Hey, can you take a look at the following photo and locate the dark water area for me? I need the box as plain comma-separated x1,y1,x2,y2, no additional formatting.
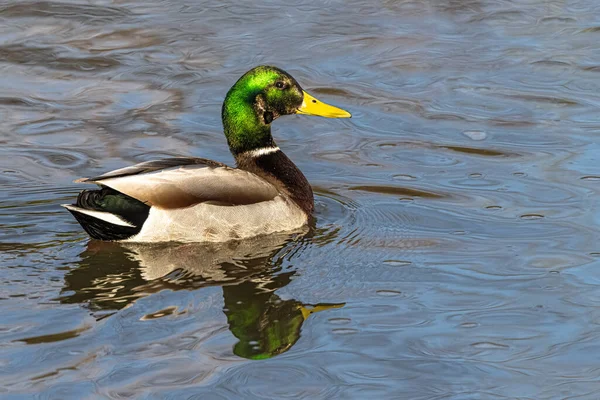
0,0,600,399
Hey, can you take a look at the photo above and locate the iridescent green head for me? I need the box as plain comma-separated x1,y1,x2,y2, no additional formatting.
222,66,350,155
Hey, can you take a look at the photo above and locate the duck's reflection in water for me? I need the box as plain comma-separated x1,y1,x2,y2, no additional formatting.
60,234,343,359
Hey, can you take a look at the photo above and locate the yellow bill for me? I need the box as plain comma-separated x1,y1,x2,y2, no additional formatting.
296,90,352,118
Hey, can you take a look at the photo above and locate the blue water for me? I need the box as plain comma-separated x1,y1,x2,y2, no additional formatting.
0,0,600,399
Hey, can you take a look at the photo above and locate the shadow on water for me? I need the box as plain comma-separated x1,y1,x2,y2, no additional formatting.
59,231,344,359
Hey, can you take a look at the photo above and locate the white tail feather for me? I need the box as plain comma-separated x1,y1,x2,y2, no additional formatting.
62,204,135,228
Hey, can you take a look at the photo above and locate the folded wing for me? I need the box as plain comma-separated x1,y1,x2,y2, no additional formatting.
81,157,279,209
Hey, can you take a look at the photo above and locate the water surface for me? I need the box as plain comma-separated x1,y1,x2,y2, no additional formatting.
0,0,600,399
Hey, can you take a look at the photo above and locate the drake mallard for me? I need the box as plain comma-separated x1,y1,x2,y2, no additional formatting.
64,66,350,242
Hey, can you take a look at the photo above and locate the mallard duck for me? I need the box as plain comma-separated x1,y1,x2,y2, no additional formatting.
63,66,351,242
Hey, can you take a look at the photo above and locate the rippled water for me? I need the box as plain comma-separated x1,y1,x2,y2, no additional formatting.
0,0,600,399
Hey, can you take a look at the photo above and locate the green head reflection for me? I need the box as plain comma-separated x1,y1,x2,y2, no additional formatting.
60,236,343,359
223,274,344,360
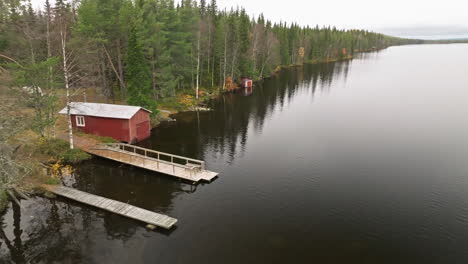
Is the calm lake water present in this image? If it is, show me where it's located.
[0,44,468,264]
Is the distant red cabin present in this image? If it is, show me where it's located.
[60,102,151,143]
[241,78,253,88]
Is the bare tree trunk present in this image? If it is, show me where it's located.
[102,45,126,92]
[223,32,227,90]
[117,39,127,98]
[60,24,74,149]
[195,31,200,100]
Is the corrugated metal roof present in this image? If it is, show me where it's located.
[59,102,151,119]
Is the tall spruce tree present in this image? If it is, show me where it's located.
[126,28,158,116]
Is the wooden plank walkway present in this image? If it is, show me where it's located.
[87,143,218,182]
[44,185,177,229]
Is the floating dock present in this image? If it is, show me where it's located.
[84,143,218,182]
[44,185,177,229]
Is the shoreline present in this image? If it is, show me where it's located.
[151,45,388,124]
[0,46,391,215]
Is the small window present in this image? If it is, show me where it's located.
[76,116,85,127]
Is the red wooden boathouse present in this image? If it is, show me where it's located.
[60,102,151,143]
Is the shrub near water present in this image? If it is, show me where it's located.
[0,188,8,213]
[38,138,91,163]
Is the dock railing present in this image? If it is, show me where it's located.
[97,143,205,170]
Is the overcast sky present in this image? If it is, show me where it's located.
[32,0,468,38]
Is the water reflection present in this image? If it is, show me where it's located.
[140,61,352,165]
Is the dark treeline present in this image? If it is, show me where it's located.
[0,0,419,111]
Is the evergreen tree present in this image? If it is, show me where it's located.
[126,28,158,116]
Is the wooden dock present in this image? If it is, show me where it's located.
[44,185,177,229]
[88,143,218,182]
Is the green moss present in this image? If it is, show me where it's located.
[0,190,8,213]
[37,138,91,163]
[44,177,60,185]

### [Task to carry out]
Edit the records above by replacing every "take a look at" with "examine" and leaving everything else unchanged. Leave the pictures out of your answer.

### [Reply]
Hey, can you examine the following photo and locate the dark water area for me? I need the box as plain comma-separated x1,y1,x2,y2, no additional formatting.
0,0,600,399
Hey, can you examine the photo above and locate the iridescent green head for me? I need the box as plain comma-separated x1,y1,x2,y2, no additional formatting.
222,66,350,155
Hey, can you examine the photo above and locate the duck's reflection in water for me? I need the box as plain comma-separated x1,y1,x2,y2, no additional formatting.
60,234,343,359
Hey, can you examine the photo above and locate the yellow bill for me? I need the box as plain comma-separated x1,y1,x2,y2, no additional formatting.
296,90,352,118
Hey, can you examine the photo above and locate the blue water for me? I need the box as plain comma-separated x1,y1,x2,y2, no additional formatting.
0,0,600,399
Hey, can you examine the photo above and locate the shadow on water for me? I need the box as plain comma-separated x1,y1,x2,y2, no additional formatting.
59,231,344,359
Hey, can you examine the photo above and locate the white tail feather for me? I need the box as plain comma-separated x1,y1,x2,y2, no additional formatting.
62,204,135,228
Hey, can you examine the photo above and locate the folded wing for me? I need the box as plain comma-separated x1,y1,x2,y2, no additional formatting.
81,157,279,209
Hey, can you examine the photo above and locate the water surface for me? I need the box as plain comma-separated x1,y1,x2,y2, no additional formatting.
0,0,600,399
Hey, can you examine the photo above and locate the drake mallard for me? I need the box as plain comma-separated x1,y1,x2,y2, no additional formatting.
64,66,350,242
Hey, can you examine the photo above and locate the mallard duck for me? I need the box as plain comma-separated x1,y1,x2,y2, no additional formatting.
63,66,351,242
Hey, can you examine the photo above and locate the rippled water for me? I need the box as plain comma-separated x1,y1,x2,y2, no additional formatting.
0,0,600,399
Hey, can you examine the photo above and locate the green head reflection for me? I need the box as plain comma-separated x1,y1,x2,y2, no additional formatting.
60,236,343,359
223,274,344,360
Is the calm lake water present in this image? If it is, show me where it's located.
[0,44,468,264]
Is the distant red cabin present in this image? If it is, show me where it's located.
[60,102,151,143]
[241,78,253,88]
Is the bare tree trunk present in this image? If it is, show me where it's located.
[102,45,126,92]
[223,32,227,90]
[117,39,127,98]
[60,24,74,149]
[195,31,200,100]
Is the corrugated metal roof present in this image? If it is, show me where it's located.
[59,102,151,119]
Is the tall spruce tree present in this image? If it is, show me where it's located.
[126,28,158,116]
Is the wooden plank walkway present in this image? If it is, show me where it's located.
[87,143,218,182]
[44,185,177,229]
Is the floating dock present in this image? If it is, show me where it's located.
[84,143,218,182]
[44,185,177,229]
Is the shoreline present in this image? If it is, show me where it's located.
[151,45,388,124]
[0,46,391,215]
Is the small window present in this image? If it is, show me where it's located.
[76,116,85,127]
Is the red wooden boathouse present in this image? If it is, show me where it's located.
[60,102,151,143]
Is the shrub near water present in this image? If it is, show me where it's located.
[0,188,8,213]
[38,138,91,163]
Is the dock railing present in this image? If it is, show me where it's located.
[97,143,205,170]
Is the overcast sky present in this image? If it is, show me where it's located.
[32,0,468,38]
Is the water reflection present in this image? If it is, show me where it's located.
[140,61,352,165]
Is the dark treeline present in this image? If it is, show me where it's located.
[0,0,419,111]
Is the evergreen tree present in this image? If it is, show me where it's located.
[126,28,158,116]
Is the wooden dock present in this image? If it is, show me where it's located.
[44,185,177,229]
[88,143,218,182]
Is the green moss present in this image? If it is, show me where it's located.
[0,190,8,213]
[37,138,91,163]
[44,177,60,185]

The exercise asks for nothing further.